- **Job**: Please output the entries below from the line that contains "written like [186,156]." through the final line, reproduced exactly and alone.

- **Working data**:
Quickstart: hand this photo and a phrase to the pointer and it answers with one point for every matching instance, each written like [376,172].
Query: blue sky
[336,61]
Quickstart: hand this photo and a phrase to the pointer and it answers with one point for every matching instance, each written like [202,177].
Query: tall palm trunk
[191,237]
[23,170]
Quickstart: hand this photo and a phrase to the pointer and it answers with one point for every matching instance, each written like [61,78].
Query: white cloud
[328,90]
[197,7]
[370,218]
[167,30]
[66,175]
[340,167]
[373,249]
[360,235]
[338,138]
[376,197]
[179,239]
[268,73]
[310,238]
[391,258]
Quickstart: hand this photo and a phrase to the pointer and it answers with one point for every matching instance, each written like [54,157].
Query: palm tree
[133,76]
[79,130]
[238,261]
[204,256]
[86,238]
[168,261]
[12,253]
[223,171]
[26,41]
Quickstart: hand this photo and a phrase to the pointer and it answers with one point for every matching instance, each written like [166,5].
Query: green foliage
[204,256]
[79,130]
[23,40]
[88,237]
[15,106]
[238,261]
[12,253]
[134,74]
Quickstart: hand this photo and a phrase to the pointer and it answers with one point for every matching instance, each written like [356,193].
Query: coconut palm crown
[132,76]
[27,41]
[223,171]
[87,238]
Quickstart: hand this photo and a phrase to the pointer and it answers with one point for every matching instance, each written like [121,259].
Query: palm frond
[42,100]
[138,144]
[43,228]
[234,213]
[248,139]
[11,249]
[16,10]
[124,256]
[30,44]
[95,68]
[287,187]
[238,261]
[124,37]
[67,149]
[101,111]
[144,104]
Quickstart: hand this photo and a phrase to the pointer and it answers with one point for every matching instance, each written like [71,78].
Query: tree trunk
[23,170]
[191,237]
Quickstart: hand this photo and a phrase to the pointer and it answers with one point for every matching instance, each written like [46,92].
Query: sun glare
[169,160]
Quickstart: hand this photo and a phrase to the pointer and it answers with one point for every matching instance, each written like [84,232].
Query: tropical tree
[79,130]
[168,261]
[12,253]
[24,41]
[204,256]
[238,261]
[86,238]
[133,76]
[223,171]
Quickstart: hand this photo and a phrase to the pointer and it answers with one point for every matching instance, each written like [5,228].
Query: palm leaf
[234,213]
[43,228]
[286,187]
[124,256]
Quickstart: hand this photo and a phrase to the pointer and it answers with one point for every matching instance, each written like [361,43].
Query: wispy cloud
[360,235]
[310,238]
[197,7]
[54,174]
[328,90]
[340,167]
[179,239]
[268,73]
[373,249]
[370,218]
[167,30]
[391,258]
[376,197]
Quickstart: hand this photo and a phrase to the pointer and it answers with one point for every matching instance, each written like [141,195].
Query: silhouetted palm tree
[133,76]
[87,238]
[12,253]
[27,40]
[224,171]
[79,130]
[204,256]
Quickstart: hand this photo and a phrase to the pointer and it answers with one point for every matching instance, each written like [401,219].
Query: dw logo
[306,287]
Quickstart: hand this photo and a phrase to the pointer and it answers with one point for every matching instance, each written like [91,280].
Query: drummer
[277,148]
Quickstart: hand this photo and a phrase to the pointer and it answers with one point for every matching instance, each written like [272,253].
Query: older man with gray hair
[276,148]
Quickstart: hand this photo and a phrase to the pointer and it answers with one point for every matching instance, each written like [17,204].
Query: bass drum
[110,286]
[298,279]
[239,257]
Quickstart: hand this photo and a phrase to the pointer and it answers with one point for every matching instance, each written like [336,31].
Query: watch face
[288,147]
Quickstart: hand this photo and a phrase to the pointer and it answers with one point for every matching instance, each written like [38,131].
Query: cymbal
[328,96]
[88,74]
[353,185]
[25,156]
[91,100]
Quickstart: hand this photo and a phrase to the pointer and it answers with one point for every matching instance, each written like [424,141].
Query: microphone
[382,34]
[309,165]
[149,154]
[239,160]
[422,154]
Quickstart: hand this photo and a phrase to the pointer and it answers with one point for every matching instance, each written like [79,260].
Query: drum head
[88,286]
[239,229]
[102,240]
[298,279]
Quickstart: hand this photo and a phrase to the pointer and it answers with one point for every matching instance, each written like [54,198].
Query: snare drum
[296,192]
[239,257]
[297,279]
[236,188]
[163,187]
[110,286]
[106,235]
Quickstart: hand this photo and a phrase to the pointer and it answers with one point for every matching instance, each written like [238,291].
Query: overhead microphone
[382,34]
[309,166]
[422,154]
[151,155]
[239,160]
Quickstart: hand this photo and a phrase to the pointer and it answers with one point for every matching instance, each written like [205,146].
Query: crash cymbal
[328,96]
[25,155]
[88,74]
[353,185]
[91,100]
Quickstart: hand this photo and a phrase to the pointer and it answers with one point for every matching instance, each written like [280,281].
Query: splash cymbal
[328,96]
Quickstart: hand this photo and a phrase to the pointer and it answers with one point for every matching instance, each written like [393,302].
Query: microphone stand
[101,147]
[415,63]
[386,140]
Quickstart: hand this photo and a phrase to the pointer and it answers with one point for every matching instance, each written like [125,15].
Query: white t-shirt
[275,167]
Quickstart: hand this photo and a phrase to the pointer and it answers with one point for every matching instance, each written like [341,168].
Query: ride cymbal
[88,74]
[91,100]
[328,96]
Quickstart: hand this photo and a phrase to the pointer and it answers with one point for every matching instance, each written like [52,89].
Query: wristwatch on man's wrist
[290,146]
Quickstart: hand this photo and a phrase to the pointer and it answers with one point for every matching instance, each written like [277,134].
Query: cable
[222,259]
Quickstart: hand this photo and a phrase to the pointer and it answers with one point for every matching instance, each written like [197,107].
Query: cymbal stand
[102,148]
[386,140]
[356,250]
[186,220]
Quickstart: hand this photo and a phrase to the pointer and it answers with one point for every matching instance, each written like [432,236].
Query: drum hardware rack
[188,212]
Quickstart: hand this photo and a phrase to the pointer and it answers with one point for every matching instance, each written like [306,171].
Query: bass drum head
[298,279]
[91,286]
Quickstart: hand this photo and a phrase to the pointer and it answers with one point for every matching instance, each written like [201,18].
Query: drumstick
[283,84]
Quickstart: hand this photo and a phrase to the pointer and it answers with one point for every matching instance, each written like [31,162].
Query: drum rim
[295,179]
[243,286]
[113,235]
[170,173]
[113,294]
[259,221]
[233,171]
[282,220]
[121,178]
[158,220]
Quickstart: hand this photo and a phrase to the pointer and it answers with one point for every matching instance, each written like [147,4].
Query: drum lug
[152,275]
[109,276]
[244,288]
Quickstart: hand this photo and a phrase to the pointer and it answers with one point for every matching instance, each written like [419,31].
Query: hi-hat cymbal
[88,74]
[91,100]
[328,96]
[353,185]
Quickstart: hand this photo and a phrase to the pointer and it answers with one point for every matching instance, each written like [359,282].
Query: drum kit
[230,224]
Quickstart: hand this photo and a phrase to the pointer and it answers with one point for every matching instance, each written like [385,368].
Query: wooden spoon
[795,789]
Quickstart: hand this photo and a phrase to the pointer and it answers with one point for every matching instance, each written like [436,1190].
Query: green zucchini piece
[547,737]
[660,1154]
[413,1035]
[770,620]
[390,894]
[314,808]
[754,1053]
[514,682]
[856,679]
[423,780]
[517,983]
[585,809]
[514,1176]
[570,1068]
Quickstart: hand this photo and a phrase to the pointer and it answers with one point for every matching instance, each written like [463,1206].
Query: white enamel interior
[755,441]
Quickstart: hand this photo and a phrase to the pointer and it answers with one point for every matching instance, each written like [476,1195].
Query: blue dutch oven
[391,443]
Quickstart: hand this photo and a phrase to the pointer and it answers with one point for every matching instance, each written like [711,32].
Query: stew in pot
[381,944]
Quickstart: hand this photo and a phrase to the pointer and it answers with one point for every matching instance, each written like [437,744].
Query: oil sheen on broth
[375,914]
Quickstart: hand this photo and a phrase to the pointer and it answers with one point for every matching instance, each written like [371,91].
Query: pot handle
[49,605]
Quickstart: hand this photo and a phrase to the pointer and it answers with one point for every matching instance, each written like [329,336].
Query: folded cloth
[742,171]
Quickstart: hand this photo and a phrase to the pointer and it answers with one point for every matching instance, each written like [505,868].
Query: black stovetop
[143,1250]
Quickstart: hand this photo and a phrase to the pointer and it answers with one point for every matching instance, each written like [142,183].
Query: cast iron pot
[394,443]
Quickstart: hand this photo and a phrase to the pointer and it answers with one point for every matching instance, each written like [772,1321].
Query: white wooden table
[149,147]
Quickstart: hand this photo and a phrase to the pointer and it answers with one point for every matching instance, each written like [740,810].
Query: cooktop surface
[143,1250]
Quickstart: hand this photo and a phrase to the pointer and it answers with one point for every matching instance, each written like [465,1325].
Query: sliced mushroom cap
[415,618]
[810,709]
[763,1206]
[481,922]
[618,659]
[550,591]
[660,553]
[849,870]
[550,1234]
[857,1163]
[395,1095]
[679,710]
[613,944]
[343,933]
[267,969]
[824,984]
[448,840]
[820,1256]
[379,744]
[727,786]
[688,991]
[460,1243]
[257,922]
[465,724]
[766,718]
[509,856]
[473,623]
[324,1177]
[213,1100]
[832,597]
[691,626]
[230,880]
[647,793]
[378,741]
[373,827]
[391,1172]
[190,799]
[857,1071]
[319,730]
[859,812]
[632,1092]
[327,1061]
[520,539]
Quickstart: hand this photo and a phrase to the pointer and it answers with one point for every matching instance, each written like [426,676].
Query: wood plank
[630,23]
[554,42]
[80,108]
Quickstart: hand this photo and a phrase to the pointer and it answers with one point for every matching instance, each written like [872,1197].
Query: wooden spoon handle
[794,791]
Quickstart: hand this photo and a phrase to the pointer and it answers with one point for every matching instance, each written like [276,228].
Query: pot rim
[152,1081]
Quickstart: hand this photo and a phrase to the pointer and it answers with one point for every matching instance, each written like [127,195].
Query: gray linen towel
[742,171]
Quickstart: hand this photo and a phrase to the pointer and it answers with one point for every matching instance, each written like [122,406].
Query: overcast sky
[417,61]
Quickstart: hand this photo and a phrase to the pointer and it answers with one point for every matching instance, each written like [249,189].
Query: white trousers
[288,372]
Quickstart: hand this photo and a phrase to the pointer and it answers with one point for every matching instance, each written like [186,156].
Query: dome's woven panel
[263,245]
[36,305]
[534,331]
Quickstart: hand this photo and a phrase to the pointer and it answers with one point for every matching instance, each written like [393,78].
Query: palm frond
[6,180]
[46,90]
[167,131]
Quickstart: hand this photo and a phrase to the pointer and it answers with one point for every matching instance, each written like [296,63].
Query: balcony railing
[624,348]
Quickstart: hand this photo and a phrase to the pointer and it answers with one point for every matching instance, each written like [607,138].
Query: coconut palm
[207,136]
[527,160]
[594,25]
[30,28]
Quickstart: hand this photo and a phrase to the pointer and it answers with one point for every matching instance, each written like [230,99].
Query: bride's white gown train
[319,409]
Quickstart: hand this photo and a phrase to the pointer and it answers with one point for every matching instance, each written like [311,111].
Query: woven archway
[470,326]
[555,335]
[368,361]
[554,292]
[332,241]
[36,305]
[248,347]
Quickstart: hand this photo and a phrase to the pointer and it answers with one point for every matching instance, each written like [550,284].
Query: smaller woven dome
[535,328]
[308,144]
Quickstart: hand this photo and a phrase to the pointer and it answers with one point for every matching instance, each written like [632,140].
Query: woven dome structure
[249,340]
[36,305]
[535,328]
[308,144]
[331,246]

- **Solution to this problem**:
Quickstart: hand this photo and a phrase to the pointer and it answers with one point for every matching instance, each written like [186,156].
Query: dome's woven panel
[263,245]
[36,305]
[534,331]
Quickstart: hand this photo and a phrase to the pointer and it answers with one point for every matching instance, each written like [393,78].
Query: palm frond
[6,180]
[46,90]
[167,131]
Quickstart: hand this photo and a phrase to the pointer and it answers with one point for every matching instance, each written like [296,63].
Query: balcony railing
[624,348]
Quickstart: hand this photo and a phrase to the pointer and it answers with one point for every matching instance, each written like [607,138].
Query: coconut palm
[207,136]
[527,160]
[594,25]
[30,28]
Quickstart: hand this photo and a phrase to the pointer and it answers with one point for every matching instance, each written like [230,99].
Query: bride's white gown train
[319,409]
Quickstart: hand this photo and a phrase to the pointer and it answers with one point for every matching instance, each written like [311,111].
Query: woven archway
[470,326]
[555,335]
[368,361]
[554,292]
[332,241]
[36,305]
[248,347]
Quickstart: hand this photo and a phrase to the pointer and it answers with one point for every matching instance, each written like [550,284].
Query: smaller woven dome
[535,328]
[308,144]
Quickstart: hand this photo and a phrase to the pointer and it answers with one point for every matching instance, each written like [632,140].
Query: woven dome structure
[249,340]
[36,305]
[535,328]
[308,144]
[331,246]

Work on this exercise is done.